↓

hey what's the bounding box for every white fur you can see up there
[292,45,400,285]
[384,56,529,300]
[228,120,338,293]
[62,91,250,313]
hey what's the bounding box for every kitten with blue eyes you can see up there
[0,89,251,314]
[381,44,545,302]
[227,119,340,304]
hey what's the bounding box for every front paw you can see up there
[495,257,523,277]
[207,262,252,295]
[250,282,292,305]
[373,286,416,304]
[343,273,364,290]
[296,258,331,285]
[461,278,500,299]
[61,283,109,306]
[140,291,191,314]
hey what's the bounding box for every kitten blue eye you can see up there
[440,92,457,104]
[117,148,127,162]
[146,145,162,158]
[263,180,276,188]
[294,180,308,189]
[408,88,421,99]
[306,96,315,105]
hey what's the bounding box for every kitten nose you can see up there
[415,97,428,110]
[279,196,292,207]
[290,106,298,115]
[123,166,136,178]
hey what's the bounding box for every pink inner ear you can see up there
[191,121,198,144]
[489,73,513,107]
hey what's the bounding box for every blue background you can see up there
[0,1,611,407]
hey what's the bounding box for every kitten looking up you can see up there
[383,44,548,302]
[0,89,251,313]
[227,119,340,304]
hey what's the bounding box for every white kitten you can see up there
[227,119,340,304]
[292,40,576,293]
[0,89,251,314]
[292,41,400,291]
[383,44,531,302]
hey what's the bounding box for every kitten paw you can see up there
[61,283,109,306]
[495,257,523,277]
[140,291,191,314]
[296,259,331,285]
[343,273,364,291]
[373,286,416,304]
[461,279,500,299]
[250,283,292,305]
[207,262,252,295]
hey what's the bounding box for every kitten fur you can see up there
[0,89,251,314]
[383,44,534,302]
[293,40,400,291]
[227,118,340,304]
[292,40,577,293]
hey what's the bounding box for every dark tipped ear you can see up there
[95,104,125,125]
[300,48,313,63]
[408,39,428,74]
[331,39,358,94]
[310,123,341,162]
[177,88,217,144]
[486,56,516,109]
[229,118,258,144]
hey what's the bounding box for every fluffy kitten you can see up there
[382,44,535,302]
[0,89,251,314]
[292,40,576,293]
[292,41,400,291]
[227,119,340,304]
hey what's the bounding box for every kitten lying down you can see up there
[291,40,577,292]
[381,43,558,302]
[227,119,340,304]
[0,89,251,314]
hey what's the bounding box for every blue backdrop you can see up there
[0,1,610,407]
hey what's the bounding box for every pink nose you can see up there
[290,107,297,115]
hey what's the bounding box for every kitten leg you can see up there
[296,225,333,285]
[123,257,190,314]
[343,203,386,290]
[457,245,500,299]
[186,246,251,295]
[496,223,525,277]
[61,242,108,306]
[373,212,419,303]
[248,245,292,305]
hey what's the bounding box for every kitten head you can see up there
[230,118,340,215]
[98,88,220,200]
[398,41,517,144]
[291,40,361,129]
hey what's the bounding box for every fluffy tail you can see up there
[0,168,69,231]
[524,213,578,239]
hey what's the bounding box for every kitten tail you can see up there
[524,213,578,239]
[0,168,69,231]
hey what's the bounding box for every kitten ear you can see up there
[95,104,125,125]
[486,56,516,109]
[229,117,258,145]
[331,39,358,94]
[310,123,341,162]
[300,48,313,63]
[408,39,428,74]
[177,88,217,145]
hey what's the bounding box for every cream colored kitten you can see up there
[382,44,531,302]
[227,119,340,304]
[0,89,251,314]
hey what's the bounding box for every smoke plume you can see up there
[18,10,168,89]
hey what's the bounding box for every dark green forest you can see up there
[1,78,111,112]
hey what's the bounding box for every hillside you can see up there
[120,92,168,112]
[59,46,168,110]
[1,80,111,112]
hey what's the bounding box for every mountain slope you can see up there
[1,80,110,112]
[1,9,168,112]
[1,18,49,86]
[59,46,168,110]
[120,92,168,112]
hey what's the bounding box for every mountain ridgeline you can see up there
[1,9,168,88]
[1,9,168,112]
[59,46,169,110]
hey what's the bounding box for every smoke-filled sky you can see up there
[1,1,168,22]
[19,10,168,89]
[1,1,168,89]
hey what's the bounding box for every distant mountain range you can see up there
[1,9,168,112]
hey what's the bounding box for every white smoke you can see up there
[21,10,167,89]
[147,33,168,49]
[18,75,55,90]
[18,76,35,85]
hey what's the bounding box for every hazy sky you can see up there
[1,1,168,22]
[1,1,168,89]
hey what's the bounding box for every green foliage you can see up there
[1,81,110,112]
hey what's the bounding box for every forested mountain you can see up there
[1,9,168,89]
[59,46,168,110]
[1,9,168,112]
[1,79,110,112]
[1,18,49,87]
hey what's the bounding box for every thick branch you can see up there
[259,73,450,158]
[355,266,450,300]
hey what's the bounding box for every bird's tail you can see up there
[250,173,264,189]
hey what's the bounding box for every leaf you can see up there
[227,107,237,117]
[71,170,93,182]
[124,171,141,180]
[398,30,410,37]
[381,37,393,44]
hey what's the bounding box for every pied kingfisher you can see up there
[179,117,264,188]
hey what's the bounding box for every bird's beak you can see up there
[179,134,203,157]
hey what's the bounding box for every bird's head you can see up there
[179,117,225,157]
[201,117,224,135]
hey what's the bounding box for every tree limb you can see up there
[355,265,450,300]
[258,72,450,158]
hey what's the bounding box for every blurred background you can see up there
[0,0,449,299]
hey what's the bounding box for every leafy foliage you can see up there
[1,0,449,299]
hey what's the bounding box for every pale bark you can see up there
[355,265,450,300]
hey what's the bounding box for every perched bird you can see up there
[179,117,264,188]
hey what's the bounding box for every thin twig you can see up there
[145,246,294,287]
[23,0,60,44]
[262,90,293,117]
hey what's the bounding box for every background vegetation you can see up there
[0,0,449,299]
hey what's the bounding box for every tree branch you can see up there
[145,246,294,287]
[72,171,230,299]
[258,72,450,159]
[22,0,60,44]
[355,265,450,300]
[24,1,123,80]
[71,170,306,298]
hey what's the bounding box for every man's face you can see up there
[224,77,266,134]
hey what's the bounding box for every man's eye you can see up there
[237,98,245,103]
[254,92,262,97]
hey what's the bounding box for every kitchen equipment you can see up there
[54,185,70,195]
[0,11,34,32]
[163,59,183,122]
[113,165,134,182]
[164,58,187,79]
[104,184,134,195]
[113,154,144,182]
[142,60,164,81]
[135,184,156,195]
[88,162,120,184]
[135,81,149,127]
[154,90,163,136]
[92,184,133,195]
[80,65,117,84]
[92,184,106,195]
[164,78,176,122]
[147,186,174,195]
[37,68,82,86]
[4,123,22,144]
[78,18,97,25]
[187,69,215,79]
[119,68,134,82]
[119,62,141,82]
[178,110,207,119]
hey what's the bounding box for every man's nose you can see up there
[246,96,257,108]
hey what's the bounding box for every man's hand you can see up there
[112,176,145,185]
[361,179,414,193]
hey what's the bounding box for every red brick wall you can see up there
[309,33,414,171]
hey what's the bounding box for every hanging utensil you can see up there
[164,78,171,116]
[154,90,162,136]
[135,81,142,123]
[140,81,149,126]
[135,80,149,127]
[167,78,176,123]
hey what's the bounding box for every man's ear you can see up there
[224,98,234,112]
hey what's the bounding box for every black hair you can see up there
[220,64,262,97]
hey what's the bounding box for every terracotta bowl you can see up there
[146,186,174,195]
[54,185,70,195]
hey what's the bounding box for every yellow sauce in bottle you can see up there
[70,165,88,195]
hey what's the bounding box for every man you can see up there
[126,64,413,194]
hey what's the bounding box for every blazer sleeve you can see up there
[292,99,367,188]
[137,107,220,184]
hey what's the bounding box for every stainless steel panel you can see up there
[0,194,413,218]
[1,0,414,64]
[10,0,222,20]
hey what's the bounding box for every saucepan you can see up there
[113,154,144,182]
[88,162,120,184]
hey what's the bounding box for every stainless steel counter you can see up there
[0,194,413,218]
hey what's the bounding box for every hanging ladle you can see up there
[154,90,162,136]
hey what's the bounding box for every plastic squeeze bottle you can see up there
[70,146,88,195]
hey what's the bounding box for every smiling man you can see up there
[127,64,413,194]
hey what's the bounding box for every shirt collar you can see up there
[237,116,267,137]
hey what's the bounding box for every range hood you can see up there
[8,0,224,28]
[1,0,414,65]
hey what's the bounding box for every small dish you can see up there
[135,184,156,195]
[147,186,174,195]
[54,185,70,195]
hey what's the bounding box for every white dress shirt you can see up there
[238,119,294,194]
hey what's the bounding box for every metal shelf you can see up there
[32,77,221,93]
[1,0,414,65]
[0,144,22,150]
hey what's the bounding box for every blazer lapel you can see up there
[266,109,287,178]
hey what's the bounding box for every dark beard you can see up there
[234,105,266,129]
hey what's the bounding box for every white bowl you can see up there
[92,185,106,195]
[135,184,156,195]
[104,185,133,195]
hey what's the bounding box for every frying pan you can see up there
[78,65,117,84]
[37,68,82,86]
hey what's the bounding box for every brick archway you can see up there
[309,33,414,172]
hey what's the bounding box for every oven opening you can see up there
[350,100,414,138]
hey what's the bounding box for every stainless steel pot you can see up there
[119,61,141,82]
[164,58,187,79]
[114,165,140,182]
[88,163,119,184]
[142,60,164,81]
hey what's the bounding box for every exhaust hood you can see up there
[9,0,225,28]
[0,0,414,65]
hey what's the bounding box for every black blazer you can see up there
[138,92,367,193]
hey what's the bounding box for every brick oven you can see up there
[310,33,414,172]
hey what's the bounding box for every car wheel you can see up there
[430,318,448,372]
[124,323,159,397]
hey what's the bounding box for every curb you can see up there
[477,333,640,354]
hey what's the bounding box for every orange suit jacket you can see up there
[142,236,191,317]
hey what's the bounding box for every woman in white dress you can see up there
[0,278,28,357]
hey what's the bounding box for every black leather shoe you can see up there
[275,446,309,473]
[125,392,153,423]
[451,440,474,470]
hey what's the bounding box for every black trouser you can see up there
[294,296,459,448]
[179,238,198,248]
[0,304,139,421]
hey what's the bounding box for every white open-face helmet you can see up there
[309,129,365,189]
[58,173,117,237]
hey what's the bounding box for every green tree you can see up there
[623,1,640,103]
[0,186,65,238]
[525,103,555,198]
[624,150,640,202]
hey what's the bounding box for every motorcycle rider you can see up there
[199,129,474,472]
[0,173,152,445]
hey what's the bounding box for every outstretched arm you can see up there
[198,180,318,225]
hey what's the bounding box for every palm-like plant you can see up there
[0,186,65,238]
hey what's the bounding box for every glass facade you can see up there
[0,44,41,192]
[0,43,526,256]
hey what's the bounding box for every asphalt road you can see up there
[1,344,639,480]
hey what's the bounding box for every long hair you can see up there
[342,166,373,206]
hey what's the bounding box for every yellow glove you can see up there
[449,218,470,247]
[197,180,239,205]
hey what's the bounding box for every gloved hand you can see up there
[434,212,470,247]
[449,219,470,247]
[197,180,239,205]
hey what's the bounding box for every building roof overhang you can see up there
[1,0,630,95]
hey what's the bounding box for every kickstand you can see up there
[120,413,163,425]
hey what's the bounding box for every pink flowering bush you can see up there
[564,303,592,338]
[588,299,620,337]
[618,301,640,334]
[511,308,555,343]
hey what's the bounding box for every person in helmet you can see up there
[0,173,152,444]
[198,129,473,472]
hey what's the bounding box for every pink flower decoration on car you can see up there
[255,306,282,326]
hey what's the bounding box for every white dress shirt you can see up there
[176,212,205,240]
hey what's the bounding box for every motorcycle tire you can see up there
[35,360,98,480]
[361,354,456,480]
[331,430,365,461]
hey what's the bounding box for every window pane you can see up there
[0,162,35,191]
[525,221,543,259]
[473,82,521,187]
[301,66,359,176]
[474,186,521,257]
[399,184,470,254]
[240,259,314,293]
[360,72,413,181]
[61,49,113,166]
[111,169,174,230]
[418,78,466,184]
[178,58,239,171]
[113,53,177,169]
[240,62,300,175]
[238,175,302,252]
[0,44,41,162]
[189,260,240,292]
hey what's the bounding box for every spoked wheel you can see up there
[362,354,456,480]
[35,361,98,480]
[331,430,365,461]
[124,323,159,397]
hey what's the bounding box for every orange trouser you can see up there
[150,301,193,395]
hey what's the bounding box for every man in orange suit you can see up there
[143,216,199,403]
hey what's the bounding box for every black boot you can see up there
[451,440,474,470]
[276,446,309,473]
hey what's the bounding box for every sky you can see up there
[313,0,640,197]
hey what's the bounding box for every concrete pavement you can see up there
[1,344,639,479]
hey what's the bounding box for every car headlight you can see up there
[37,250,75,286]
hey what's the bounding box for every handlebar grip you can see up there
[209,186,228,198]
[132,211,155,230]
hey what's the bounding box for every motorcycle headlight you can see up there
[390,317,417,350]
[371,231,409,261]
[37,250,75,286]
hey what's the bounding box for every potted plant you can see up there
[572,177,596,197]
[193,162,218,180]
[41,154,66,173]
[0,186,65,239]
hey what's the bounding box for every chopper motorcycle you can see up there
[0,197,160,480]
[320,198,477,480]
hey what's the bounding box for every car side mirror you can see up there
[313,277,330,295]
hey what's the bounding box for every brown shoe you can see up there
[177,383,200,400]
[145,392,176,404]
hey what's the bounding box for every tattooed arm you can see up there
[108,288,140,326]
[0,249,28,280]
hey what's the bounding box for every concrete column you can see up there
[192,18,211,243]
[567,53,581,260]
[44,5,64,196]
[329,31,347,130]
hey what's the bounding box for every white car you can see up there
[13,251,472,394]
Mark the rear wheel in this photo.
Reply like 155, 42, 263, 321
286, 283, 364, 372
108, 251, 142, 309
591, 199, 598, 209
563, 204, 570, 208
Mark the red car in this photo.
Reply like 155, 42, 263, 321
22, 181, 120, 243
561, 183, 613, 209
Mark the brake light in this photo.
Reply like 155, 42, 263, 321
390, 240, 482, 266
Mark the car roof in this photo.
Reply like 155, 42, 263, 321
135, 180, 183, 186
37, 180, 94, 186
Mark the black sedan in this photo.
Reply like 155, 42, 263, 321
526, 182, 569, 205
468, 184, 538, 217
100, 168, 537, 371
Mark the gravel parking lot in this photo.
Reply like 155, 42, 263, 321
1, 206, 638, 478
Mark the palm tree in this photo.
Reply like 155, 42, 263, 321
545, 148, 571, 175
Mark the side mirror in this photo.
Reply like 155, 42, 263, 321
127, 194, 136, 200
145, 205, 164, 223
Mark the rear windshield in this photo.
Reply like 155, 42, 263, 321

↑

## What to produce
Return, without any change, only the lines from the one containing "Mark the side mirror in this photo." through the last line of the entries above.

## Answer for this exercise
Mark the side mirror in this photo.
Reply like 155, 42, 263, 321
127, 194, 136, 200
145, 205, 164, 223
Mark the rear windshield in this photo.
Reply like 155, 42, 263, 321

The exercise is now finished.